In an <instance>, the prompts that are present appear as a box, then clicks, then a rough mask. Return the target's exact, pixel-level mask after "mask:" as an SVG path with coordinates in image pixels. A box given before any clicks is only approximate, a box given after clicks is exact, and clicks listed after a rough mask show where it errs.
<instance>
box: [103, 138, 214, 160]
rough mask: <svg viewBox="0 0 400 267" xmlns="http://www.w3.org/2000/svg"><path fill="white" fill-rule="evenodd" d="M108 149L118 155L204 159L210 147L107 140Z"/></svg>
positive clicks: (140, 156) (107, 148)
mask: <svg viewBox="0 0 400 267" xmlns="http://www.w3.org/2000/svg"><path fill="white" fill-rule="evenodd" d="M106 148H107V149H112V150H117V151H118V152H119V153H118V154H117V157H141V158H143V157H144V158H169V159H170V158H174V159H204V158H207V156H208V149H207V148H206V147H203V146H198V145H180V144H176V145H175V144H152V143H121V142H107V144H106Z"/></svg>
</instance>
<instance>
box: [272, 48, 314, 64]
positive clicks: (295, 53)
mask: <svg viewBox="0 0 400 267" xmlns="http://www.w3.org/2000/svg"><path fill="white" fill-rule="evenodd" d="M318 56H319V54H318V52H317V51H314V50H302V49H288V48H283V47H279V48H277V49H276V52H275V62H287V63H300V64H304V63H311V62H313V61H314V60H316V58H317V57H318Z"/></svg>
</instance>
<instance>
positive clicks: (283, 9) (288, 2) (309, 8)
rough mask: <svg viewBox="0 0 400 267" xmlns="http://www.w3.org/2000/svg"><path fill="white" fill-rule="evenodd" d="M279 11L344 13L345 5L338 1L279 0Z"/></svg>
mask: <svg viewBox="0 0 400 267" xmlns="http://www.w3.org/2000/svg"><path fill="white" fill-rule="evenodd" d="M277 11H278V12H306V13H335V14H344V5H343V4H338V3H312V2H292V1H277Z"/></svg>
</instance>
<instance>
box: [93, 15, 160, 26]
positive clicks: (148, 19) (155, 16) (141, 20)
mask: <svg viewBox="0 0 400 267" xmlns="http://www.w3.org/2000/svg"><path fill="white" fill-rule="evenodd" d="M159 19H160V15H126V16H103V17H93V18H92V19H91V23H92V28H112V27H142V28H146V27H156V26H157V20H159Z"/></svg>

Problem details —
Starting with the first line of the listing above and ending with the line that holds "box: [272, 48, 314, 64]", return those lines exactly as written, both included.

Task answer —
In an <instance>, the prompts that are present appear as a box, then clicks, then a rough mask. Return the target's exact, pixel-level mask after "mask:" as an SVG path with coordinates in image pixels. A box given before any clicks is only approximate, a box given after clicks is exact, and clicks listed after a rough mask show where it errs.
<instance>
box: [103, 138, 214, 160]
rough mask: <svg viewBox="0 0 400 267" xmlns="http://www.w3.org/2000/svg"><path fill="white" fill-rule="evenodd" d="M108 149L118 155L204 159L210 147L107 140Z"/></svg>
positive clicks: (140, 156) (107, 148)
mask: <svg viewBox="0 0 400 267" xmlns="http://www.w3.org/2000/svg"><path fill="white" fill-rule="evenodd" d="M106 148H107V149H112V150H117V151H118V152H119V153H118V154H117V157H141V158H143V157H144V158H169V159H170V158H174V159H204V158H207V156H208V149H207V148H206V147H203V146H198V145H180V144H176V145H175V144H152V143H121V142H107V144H106Z"/></svg>
</instance>
<instance>
box: [272, 48, 314, 64]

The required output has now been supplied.